INPUT DATA →

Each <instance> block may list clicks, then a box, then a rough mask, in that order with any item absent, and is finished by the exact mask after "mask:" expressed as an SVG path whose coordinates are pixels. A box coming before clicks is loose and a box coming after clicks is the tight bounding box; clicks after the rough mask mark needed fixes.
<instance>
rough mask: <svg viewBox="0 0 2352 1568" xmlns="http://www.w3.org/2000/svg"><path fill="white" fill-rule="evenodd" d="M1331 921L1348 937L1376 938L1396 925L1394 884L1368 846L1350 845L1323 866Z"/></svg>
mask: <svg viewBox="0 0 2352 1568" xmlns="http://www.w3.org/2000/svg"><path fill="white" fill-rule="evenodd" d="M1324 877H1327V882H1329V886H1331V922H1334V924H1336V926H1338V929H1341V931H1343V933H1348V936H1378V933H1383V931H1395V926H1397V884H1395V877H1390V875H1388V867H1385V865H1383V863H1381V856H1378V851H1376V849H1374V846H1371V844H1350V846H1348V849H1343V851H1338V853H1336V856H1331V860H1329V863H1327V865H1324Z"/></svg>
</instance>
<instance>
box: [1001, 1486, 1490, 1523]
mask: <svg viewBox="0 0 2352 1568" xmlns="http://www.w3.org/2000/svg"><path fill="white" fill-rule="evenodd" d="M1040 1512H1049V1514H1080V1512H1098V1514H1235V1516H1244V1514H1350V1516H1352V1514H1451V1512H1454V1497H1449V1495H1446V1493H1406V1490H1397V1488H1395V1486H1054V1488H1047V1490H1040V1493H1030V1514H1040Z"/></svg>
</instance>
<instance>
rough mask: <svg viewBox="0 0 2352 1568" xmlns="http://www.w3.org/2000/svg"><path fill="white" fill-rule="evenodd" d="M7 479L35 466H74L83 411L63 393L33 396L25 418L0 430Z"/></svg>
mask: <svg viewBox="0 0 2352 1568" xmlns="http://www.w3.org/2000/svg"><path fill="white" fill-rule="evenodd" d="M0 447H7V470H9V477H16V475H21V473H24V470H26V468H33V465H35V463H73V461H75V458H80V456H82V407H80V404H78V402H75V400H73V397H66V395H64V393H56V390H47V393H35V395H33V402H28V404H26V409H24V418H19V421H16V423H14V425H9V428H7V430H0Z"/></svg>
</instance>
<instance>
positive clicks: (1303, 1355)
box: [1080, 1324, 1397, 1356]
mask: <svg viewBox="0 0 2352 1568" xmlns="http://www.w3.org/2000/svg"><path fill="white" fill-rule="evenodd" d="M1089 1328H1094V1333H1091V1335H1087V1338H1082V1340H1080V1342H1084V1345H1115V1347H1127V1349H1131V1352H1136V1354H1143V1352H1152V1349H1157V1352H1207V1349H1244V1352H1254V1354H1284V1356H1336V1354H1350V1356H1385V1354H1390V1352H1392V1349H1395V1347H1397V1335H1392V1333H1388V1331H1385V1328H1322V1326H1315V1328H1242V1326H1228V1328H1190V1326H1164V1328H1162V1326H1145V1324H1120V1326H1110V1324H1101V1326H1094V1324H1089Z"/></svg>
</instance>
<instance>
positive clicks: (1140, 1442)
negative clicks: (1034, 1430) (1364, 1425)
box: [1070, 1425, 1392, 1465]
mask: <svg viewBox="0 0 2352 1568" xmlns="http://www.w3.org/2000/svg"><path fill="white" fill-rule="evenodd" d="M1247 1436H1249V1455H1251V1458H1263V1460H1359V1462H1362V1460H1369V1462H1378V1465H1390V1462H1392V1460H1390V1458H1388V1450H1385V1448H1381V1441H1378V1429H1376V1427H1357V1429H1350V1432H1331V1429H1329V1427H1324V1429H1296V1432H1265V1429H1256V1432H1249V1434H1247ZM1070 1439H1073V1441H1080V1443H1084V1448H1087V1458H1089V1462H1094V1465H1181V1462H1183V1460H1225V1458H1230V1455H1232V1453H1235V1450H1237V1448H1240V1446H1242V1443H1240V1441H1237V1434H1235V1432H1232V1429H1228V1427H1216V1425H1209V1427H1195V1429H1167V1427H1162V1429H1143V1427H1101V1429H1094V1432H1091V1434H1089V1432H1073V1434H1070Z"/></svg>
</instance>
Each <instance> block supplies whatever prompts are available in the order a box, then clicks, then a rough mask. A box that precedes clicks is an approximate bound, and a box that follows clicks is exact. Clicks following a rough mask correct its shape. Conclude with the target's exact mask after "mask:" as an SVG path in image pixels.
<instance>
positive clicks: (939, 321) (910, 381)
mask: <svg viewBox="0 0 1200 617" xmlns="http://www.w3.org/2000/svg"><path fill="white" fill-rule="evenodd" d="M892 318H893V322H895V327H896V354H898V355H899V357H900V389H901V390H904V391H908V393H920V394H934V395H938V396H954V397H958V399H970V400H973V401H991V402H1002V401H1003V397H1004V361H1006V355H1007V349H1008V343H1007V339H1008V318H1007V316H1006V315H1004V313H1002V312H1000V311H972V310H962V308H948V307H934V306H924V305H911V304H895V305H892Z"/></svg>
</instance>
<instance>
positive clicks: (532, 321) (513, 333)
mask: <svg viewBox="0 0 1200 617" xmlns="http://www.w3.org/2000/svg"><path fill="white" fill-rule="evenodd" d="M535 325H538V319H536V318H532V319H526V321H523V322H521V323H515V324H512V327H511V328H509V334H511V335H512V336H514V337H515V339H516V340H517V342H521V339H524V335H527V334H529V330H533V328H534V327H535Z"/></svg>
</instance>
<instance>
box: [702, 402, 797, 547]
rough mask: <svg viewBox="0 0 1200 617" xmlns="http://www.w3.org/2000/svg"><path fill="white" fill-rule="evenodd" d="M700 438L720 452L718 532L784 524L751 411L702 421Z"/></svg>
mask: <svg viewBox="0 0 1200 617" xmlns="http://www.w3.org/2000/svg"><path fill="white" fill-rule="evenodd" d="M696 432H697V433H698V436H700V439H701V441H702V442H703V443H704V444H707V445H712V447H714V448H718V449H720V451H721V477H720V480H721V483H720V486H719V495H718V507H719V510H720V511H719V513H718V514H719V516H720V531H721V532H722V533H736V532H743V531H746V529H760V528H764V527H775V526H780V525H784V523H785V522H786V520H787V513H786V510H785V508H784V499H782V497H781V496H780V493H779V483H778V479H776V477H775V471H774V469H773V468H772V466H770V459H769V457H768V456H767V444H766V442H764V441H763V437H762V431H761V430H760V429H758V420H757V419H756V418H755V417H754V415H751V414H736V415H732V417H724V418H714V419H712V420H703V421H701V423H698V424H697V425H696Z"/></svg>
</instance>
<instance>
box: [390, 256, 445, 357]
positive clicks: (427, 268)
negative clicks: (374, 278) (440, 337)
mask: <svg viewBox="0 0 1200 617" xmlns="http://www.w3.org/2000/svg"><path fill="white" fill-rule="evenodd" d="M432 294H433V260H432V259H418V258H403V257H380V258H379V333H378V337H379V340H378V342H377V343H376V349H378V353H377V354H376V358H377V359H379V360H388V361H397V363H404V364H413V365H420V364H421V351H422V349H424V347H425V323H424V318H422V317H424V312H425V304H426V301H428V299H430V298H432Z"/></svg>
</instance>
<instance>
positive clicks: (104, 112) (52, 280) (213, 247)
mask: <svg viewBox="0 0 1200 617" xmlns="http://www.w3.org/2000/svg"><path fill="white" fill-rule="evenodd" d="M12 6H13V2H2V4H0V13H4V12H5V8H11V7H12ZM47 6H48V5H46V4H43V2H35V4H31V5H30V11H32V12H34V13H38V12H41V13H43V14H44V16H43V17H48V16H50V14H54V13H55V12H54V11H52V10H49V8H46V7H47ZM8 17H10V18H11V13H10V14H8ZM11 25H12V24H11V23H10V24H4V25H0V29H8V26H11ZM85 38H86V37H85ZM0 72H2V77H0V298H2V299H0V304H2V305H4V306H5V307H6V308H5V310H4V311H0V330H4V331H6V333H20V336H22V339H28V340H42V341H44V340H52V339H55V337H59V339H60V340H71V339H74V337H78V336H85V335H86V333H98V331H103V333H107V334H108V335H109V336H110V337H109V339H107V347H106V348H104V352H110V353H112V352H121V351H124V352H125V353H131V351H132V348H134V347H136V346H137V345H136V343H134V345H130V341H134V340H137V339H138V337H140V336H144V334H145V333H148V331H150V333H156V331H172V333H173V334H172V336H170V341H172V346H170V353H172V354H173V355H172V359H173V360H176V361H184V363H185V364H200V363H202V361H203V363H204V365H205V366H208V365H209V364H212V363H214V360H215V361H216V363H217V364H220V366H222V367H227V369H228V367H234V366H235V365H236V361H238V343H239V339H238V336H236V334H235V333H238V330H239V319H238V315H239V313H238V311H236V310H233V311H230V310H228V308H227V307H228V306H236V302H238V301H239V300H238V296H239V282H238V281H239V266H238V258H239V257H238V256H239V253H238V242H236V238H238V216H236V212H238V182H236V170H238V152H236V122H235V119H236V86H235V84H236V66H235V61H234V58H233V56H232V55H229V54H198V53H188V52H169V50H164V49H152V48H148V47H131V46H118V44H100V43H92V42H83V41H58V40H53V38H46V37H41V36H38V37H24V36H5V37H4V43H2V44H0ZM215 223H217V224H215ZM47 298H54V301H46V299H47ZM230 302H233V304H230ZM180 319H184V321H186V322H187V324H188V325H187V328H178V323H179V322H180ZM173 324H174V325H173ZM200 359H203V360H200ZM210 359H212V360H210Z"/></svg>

PROBLEM TO WORK ON → Convert the lines into a Markdown table with columns Row and Line. Start at the beginning of the records, end with the line containing "921L1348 937L1376 938L1396", include both ends, and leave out blank lines.

ANSWER BOX →
| Row | Line |
|---|---|
| 1 | Each <instance> block may list clicks, then a box, then a rough mask, in that order with any item absent, and is finished by the exact mask after "mask:" expressed as an SVG path whose coordinates are pixels. A box coming before clicks is loose and a box coming after clicks is the tight bounding box; clicks after the rough mask mark needed fixes. |
| 2 | <instance> |
| 3 | rough mask: <svg viewBox="0 0 2352 1568" xmlns="http://www.w3.org/2000/svg"><path fill="white" fill-rule="evenodd" d="M1331 921L1348 937L1376 938L1396 925L1394 884L1368 846L1350 845L1323 866Z"/></svg> |